Write every record out again exactly as given.

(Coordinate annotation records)
* * *
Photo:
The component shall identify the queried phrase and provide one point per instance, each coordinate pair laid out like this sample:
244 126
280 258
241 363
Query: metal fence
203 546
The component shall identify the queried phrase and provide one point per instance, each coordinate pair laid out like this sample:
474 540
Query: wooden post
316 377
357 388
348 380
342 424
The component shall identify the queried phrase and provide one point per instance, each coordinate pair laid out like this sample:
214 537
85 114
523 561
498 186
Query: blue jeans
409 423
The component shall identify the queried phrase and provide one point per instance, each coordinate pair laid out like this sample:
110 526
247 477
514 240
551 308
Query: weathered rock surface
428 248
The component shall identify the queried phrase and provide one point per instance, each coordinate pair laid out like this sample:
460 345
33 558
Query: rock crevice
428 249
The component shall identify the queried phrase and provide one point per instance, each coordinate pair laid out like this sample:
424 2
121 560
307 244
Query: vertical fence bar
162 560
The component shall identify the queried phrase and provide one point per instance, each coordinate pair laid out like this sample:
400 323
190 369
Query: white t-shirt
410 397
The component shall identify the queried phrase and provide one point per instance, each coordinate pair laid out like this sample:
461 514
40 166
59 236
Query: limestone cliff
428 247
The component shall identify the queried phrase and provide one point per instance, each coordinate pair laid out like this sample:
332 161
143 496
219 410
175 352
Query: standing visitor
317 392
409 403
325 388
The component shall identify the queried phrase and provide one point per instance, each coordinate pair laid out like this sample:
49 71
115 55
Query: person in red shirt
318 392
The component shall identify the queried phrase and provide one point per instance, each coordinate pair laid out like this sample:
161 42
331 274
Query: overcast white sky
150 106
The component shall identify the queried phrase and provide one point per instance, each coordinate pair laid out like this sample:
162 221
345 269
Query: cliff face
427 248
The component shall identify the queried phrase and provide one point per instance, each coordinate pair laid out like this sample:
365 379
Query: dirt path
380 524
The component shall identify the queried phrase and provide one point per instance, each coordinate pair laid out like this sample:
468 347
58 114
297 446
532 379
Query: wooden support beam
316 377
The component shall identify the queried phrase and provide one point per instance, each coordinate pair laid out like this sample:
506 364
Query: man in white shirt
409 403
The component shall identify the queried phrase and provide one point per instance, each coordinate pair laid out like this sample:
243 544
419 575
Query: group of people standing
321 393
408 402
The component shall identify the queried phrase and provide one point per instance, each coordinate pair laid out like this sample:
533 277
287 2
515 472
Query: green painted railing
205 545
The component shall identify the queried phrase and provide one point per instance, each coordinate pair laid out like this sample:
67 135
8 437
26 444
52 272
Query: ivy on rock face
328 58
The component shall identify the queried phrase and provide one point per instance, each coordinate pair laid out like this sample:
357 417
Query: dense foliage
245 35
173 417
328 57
* * *
• _SOLUTION TO THIS PROBLEM_:
Photo:
The component shall identify the queried phrase and provide one point per instance, each coordinate pair laid out like this sample:
244 126
280 258
241 363
Query: metal fence
203 546
The component shall identify the queried phrase and provide one point per instance, each coordinate pair laid out like this sample:
474 540
Query: wooden post
316 377
357 388
348 380
342 424
The component shall identify the queried phrase and provide one point per instance, each coordinate pair laid out like this sample:
214 537
85 114
523 561
498 186
Query: blue jeans
409 423
The component shall identify the queried phrase and provide one point per instance, each coordinate pair laid out like this sample:
110 526
247 477
514 240
551 308
Query: weathered rock surface
428 248
The component shall identify the queried phrase and provide one point per instance, each coordinate pair laid out like this sample:
460 345
33 558
Query: rock crevice
428 249
The component shall identify the queried phrase and provide one point per instance, each coordinate pair laid out like this sample:
424 2
121 560
307 244
Query: vertical fence bar
162 560
The component shall identify the queried phrase and provide one point per instance, each coordinate pair laid out like this sample:
400 323
190 369
Query: white t-shirt
410 397
The component shall identify the queried phrase and provide one point per instance, each coordinate pair laid out like this sample:
461 514
40 166
59 236
Query: limestone cliff
428 247
The component shall identify the queried phrase and provide one point per instance, each coordinate pair laid out like this sample:
332 161
143 496
219 410
175 352
Query: standing visitor
317 392
409 403
325 388
The component shall identify the queried phrase and provide one point per instance, each coordinate pair laid out like this sample:
49 71
115 55
Query: person in red shirt
318 392
The component shall identify the queried phrase and provide one point per instance, each coordinate pair laid out like this sample:
161 42
331 274
Query: overcast white sky
150 106
The component shall identify the queried phrase and provide one point per instance, each coordinate pair laid out like this sample:
162 221
345 269
Query: cliff face
427 248
The component shall identify the queried phrase and provide one point per instance, each coordinate pair laid out like this sample:
365 379
Query: dirt path
380 524
The component shall identify the queried phrase and provide one point per instance, each coordinate pair laid out like this sample:
468 347
58 114
297 446
532 379
Query: wooden support beam
316 377
The component shall identify the queried phrase and provide one point per instance, each coordinate pair laid out like this sample:
506 364
Query: man in white shirt
409 403
The component shall identify the queried phrase and provide one point per instance, each coordinate pair laid out like this sample:
243 544
419 575
Query: group of people standing
321 393
408 402
The component shall identify the queried phrase and provide one point per instance, each coordinate pair laid out like this sample:
533 277
287 2
515 472
Query: green painted railing
205 545
The component shall identify the queried phrase and provide one point per instance, each coordinate pair laid out like this sample:
67 135
8 437
26 444
52 272
Query: ivy on rock face
328 58
The component shall identify the queried phrase and provide one point per instance, each coordinate pair laid out like this sample:
357 417
Query: dense foliage
245 35
173 417
328 57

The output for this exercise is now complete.